#### [TEXTE SOURCE]
........
La Société des sciences historiques et naturelles de la Corse qui, sous l'intelligente direction de M. l'abbé Letteron, a réuni tant de documents intéressants pour l'histoire de l'île, n'a pas, malheureusement, publié ce document si important. Je suis donc contraint d'emprunter à la version de M. Théodore J. Bent les citations que je fais de ce récit, dont l'authenticité et la véracité n'ont jamais été mises en doute, que je sache.

Les Mémoires de Rostini, traduits et publiés par M. l'abbé Letteron (Bulletin de la Société des sciences historiques et naturelles de la Corse), confirment bien des faits contenus dans les extraits du journal de Costa donnés par l'historien anglais. J'y ai puisé en outre des renseignements utiles et quelques détails curieux.

M. l'abbé Letteron a publié, également dans le même Bulletin, deux recueils qui m'ont grandement servi. Le premier: Correspondance des agents de France à Gênes avec le ministère depuis le commencement de l'année 1730 jusqu'à la fin de 1741. Le second: Pièces et documents divers pour servir à l'histoire de la Corse pendant les années 1737-1739, est tiré de la Correspondance de Corse aux archives du Ministère des affaires étrangères et des archives du ministère de la guerre.

Je citerai encore parmi les publications de la Société des sciences historiques et naturelles de la Corse que j'ai consultées: les Mémoires du Père Bonfiglio Guelfucci, dont le texte a été revu par MM. P.-L. Lucciana, et Théodore Ier, roi de Corse, de Varnhagen, traduit de l'allemand par M. Pierre Farinole. Ce dernier ouvrage, un peu trop partial, contient des faits qu'il ne faut accepter qu'avec réserve.
........
#### [À FAIRE]
D'après le texte source, qui a traduit de l'allemand l'ouvrage « Théodore Ier, roi de Corse » ?

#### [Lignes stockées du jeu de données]
........
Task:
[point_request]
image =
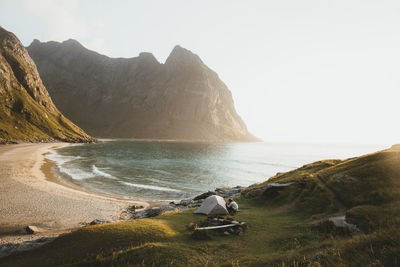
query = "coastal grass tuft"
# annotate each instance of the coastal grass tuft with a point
(289, 227)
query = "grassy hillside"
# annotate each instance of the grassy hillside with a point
(287, 226)
(27, 111)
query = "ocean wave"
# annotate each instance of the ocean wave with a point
(97, 172)
(60, 159)
(151, 187)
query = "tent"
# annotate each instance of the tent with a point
(213, 205)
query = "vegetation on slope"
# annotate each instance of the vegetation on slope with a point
(27, 111)
(286, 227)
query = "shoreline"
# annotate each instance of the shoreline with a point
(32, 193)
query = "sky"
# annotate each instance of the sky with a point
(299, 71)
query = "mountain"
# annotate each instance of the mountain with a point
(27, 111)
(327, 213)
(139, 97)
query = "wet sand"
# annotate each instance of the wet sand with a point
(32, 194)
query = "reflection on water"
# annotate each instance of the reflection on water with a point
(172, 170)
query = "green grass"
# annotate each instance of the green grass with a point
(286, 228)
(27, 111)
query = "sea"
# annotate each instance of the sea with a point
(167, 171)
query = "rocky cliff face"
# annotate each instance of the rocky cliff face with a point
(139, 97)
(27, 111)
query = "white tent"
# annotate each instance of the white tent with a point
(213, 205)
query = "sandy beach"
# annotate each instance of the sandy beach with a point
(31, 195)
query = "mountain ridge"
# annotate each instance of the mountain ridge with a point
(139, 97)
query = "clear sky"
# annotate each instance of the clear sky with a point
(299, 71)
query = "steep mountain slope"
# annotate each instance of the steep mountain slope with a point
(138, 97)
(27, 111)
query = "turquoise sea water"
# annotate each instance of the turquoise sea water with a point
(173, 170)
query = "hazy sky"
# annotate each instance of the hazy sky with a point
(308, 71)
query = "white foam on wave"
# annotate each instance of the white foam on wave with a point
(96, 171)
(74, 172)
(60, 161)
(151, 187)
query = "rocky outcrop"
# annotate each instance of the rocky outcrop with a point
(139, 97)
(27, 111)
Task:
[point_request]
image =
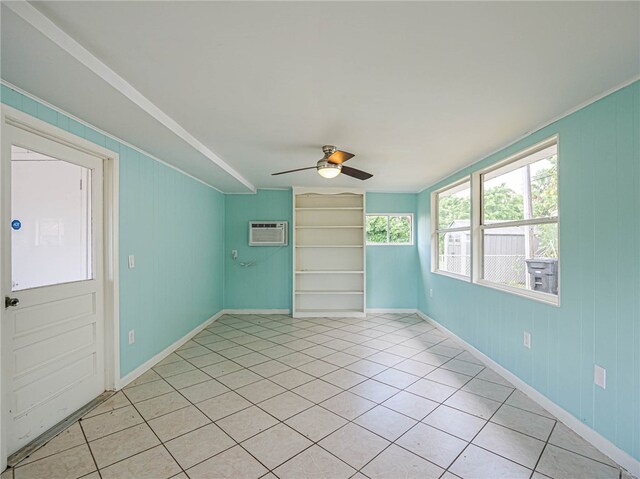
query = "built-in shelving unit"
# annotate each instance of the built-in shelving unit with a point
(329, 254)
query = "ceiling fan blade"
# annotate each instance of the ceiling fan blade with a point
(339, 157)
(292, 171)
(361, 175)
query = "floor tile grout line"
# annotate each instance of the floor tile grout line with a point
(546, 443)
(89, 447)
(394, 442)
(391, 367)
(366, 376)
(476, 435)
(313, 405)
(161, 442)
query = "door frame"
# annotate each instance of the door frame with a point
(110, 160)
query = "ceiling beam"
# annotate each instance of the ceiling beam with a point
(58, 36)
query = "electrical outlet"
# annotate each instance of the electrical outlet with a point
(600, 376)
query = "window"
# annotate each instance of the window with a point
(519, 222)
(452, 232)
(390, 229)
(499, 227)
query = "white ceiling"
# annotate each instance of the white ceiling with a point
(416, 90)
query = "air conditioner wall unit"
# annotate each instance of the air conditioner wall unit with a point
(268, 233)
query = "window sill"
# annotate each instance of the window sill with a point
(390, 244)
(546, 298)
(461, 277)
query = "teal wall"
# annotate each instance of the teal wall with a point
(267, 284)
(598, 320)
(173, 225)
(392, 270)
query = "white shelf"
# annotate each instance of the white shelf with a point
(329, 253)
(330, 208)
(329, 246)
(324, 271)
(329, 292)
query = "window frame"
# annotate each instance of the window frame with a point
(477, 227)
(435, 231)
(477, 219)
(387, 243)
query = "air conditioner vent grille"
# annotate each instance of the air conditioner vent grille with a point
(268, 233)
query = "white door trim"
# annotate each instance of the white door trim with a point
(19, 119)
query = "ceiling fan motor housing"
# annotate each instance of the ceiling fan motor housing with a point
(328, 150)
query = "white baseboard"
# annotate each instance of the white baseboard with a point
(143, 368)
(256, 311)
(392, 310)
(603, 444)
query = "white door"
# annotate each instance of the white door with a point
(52, 282)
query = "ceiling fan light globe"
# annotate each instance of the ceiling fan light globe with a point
(328, 171)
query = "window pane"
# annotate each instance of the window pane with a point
(400, 229)
(376, 229)
(51, 220)
(522, 191)
(454, 207)
(522, 256)
(454, 252)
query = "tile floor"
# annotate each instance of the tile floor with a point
(389, 396)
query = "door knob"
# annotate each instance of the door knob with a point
(10, 301)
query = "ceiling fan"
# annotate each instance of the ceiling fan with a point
(331, 165)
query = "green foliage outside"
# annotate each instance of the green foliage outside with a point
(501, 203)
(399, 229)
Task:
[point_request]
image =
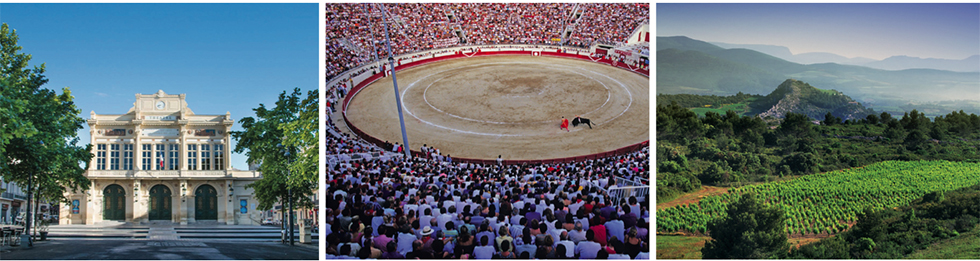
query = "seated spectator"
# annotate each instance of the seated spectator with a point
(588, 249)
(485, 250)
(392, 252)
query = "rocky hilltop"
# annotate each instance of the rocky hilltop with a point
(799, 97)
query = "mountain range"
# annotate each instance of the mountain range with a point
(686, 65)
(899, 62)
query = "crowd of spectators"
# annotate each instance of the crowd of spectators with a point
(431, 209)
(355, 32)
(609, 23)
(512, 23)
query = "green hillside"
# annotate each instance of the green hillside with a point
(687, 65)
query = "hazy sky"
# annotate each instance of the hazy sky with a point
(877, 31)
(225, 57)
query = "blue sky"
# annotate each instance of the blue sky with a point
(877, 31)
(225, 57)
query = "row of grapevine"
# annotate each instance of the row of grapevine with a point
(824, 203)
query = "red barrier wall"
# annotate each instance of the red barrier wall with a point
(621, 151)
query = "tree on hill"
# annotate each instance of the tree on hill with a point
(750, 231)
(38, 127)
(266, 140)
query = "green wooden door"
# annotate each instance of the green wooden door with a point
(114, 204)
(206, 203)
(160, 205)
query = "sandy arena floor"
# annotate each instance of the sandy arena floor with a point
(482, 107)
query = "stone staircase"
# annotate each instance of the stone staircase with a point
(56, 232)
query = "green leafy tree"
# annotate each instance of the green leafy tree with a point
(304, 133)
(38, 127)
(751, 230)
(265, 141)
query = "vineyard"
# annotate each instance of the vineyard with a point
(827, 202)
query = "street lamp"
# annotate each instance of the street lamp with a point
(289, 196)
(398, 100)
(30, 215)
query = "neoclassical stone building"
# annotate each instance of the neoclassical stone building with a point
(161, 162)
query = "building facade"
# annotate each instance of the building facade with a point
(161, 162)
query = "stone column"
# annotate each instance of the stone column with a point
(140, 211)
(94, 213)
(183, 202)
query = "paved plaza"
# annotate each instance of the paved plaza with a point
(155, 241)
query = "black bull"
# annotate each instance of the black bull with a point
(580, 120)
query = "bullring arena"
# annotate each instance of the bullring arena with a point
(478, 80)
(484, 106)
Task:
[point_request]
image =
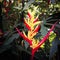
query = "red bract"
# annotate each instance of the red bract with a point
(37, 29)
(27, 26)
(29, 15)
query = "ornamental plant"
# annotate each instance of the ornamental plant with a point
(33, 26)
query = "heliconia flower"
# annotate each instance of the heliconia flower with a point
(37, 28)
(27, 26)
(35, 20)
(29, 15)
(24, 37)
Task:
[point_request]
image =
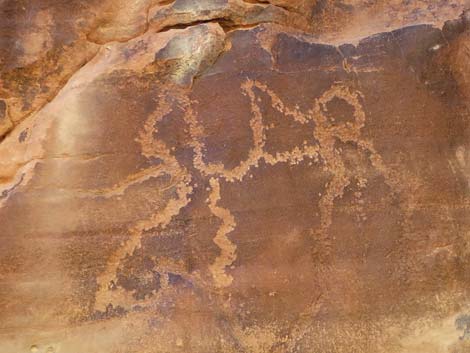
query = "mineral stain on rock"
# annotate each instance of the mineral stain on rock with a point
(234, 176)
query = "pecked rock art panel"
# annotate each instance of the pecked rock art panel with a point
(248, 190)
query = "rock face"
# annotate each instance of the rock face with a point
(234, 176)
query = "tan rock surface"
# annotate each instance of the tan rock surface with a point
(234, 176)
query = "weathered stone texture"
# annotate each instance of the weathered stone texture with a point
(234, 176)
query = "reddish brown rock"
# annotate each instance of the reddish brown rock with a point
(234, 176)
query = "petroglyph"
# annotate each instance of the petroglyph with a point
(325, 153)
(227, 248)
(151, 147)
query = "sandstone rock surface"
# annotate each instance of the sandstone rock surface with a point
(234, 176)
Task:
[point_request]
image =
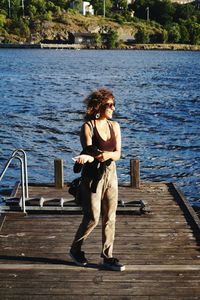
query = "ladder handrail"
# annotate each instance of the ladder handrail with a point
(20, 154)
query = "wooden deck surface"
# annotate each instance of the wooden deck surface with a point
(161, 251)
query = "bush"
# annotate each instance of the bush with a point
(142, 36)
(112, 40)
(2, 20)
(174, 35)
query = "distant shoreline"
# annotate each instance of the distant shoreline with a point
(173, 47)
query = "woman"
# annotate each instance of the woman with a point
(101, 139)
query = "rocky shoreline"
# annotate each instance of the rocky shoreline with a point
(173, 47)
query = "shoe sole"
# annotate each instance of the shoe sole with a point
(77, 262)
(114, 268)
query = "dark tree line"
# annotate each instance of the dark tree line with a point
(178, 23)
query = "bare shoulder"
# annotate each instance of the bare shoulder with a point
(115, 125)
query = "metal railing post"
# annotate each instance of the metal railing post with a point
(20, 154)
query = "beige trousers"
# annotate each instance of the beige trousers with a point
(103, 201)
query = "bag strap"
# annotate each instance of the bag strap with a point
(89, 123)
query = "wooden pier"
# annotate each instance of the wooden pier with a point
(160, 248)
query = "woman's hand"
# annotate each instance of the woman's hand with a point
(103, 156)
(83, 158)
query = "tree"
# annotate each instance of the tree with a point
(194, 32)
(142, 36)
(98, 6)
(112, 39)
(2, 20)
(174, 35)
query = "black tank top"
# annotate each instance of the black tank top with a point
(109, 145)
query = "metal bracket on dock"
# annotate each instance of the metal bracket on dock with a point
(134, 205)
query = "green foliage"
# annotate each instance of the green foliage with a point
(174, 35)
(98, 40)
(98, 6)
(168, 21)
(112, 39)
(2, 20)
(142, 36)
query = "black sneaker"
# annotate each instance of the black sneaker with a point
(79, 258)
(113, 264)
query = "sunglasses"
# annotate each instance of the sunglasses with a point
(109, 105)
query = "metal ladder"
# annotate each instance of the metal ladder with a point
(20, 155)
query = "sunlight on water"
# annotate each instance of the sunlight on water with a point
(158, 108)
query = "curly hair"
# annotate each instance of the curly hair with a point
(95, 102)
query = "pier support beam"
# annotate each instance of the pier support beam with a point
(58, 173)
(135, 173)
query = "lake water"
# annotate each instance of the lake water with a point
(158, 108)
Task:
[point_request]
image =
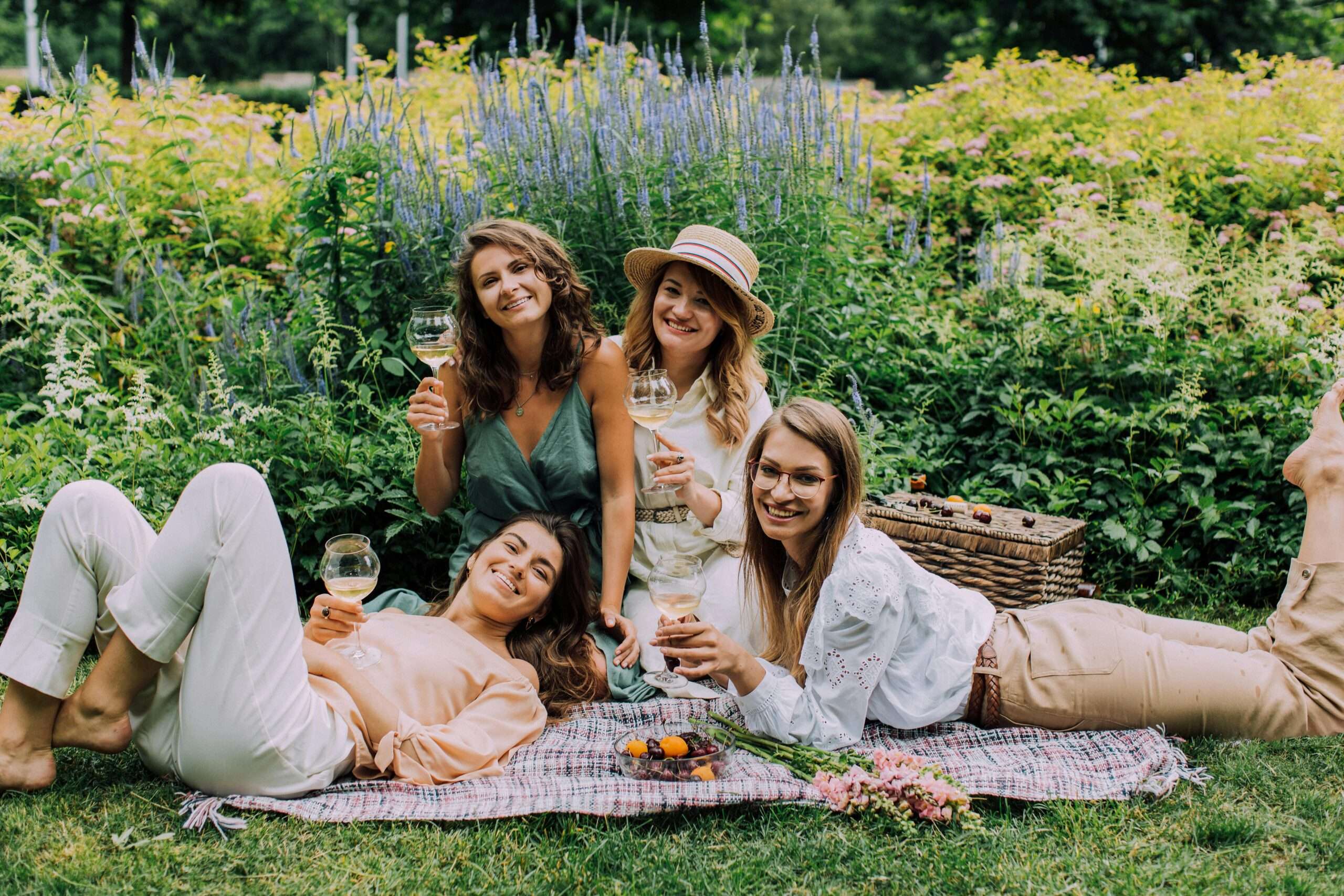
........
#### [RÉSULTAT]
M. Pierre Farinole.